[DATA IN THIS EXERCISE — start]
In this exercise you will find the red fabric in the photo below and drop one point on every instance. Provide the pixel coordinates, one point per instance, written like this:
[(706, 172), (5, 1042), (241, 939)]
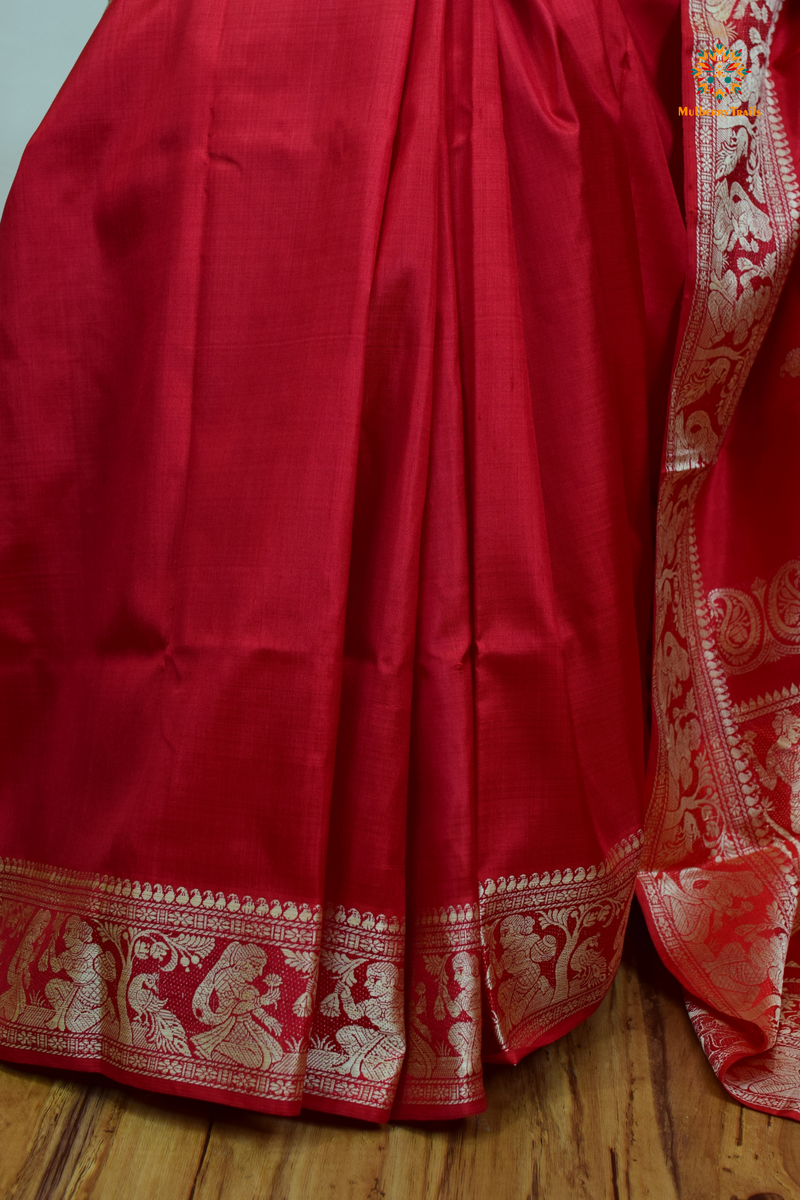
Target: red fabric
[DATA IN THIS EXERCISE — finish]
[DATA IN THIS EXERCISE — start]
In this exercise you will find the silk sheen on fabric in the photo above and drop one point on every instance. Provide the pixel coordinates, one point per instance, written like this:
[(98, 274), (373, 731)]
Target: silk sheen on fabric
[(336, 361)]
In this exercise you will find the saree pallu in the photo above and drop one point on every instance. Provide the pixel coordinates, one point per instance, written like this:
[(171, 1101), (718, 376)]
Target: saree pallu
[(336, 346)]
[DATA IN THIS EXERCISE — finish]
[DATA IN THIS EXERCISE — start]
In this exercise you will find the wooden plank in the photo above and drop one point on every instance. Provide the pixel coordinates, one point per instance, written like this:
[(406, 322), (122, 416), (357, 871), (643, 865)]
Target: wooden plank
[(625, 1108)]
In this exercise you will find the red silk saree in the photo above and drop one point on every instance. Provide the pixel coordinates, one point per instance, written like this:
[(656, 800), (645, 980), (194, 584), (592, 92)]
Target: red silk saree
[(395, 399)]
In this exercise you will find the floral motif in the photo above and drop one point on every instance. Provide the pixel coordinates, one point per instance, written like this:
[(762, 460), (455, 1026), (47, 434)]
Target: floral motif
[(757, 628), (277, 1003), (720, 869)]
[DATA IN THIS EXERCISE — finish]
TASK DIRECTIONS: The answer is the lines of the material above, from the one containing "In this exercise you will find the red fabric" down to the one containing "Target: red fabric", given exactly and without images.

WRITTEN SOLUTION:
In this exercise you will find the red fabric in the photo below and drop one point on every instance. Provide the pixel coordinates, one point per instance, written like this:
[(706, 172), (5, 1042), (241, 939)]
Target: red fabric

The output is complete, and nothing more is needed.